* Short problem
From the commit note on ARMv8 assembly code, duplicate the passage starting at "Most of the" and ending at "functions was added.".

** Begin Page text **

The ARMv8 assembly code in this commit is mostly taken from OpenSSL's `ecp_nistz256-armv8.pl` at https://github.com/openssl/openssl/blob/19e277dd19f2897f6a7b7eb236abe46655e575bf/crypto/ec/asm/ecp_nistz256-armv8.pl (see Note 1), adapting it to the implementation in p256-x86_64.c.
Most of the assembly functions found in `crypto/fipsmodule/ec/asm/p256-x86_64-asm.pl` required to support that code have their analogous functions in the imported OpenSSL ARMv8 Perl assembly implementation with the exception of the functions:
- ecp_nistz256_select_w5
- ecp_nistz256_select_w7
An implementation for these functions was added.
Summary of modifications to the imported code:
* Renamed to `p256-armv8-asm.pl`
* Modified the location of `arm-xlate.pl` and `arm_arch.h`
* Replaced the `scatter-gather subroutines` with `select subroutines`. The `select subroutines` are implemented for ARMv8 similarly to their x86_64 counterparts, `ecp_nistz256_select_w5` and `ecp_nistz256_select_w7`.

** End Page text **
** Begin Given data **

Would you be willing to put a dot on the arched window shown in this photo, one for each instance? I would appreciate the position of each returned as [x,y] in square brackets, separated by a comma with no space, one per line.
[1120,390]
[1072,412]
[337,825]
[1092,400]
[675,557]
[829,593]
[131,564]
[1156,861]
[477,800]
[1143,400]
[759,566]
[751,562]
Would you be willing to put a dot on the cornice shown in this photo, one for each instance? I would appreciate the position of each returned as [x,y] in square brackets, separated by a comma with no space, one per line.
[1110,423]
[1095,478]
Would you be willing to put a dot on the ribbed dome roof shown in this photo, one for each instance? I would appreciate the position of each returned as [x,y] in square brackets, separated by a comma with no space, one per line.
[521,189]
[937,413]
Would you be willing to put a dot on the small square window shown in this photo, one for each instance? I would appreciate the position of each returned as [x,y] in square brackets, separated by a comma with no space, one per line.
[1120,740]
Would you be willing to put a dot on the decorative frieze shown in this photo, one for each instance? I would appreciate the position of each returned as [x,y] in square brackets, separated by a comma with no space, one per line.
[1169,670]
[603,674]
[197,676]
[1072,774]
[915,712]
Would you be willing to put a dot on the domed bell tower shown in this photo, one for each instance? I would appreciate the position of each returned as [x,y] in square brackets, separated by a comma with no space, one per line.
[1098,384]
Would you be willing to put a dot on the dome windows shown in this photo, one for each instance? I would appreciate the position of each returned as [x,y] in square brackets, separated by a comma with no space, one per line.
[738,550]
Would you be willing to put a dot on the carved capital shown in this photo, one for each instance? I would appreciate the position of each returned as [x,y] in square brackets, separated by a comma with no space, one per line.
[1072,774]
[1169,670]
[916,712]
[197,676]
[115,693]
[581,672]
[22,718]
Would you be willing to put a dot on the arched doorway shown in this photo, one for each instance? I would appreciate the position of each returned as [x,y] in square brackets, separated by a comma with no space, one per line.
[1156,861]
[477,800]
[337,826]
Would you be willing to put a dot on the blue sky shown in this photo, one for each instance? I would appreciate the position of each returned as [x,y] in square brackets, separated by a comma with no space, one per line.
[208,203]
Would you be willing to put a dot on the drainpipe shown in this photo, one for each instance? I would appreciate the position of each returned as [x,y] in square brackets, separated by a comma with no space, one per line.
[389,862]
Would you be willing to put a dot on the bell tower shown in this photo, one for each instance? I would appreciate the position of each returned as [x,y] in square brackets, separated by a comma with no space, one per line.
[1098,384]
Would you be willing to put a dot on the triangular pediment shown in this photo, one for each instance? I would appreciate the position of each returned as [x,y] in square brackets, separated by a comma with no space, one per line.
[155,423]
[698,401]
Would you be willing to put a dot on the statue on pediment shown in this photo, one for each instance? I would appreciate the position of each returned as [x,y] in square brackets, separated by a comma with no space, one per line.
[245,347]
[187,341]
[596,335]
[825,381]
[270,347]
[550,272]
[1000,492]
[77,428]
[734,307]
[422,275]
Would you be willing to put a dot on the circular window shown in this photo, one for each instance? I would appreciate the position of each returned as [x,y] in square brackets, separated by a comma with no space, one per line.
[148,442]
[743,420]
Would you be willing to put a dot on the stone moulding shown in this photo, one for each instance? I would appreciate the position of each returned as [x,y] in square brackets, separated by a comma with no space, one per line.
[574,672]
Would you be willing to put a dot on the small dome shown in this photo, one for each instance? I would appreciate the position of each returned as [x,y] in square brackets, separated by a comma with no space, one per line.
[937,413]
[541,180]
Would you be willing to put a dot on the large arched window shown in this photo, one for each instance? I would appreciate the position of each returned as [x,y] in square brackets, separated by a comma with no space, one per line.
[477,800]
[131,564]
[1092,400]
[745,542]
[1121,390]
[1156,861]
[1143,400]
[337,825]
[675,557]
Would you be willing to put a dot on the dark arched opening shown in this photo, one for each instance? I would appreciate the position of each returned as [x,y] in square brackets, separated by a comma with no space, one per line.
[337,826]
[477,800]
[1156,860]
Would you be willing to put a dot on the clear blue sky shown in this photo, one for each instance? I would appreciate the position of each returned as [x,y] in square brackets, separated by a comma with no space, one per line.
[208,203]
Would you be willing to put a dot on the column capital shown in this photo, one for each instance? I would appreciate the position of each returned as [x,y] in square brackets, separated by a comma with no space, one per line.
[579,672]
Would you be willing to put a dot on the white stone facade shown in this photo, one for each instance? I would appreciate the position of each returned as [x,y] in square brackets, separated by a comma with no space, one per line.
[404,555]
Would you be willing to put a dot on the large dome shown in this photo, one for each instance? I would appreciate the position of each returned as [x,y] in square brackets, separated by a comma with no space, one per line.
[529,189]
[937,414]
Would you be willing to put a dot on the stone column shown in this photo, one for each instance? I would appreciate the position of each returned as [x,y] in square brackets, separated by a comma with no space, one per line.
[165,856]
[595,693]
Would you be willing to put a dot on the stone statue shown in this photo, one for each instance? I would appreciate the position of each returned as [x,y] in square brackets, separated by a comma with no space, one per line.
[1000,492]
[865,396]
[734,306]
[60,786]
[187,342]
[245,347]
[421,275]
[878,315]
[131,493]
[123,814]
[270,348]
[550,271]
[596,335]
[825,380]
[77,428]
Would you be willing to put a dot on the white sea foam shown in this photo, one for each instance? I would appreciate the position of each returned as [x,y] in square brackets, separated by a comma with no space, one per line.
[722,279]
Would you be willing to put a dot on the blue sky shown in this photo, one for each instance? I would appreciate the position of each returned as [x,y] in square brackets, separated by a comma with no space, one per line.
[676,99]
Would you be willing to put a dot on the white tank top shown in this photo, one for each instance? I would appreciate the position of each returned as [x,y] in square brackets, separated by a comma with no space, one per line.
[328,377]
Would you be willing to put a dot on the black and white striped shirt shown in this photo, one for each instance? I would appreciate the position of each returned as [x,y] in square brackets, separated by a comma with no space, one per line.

** End Given data **

* Expected answer
Most of the assembly functions found in `crypto/fipsmodule/ec/asm/p256-x86_64-asm.pl` required to support that code have their analogous functions in the imported OpenSSL ARMv8 Perl assembly implementation with the exception of the functions:
- ecp_nistz256_select_w5
- ecp_nistz256_select_w7
An implementation for these functions was added.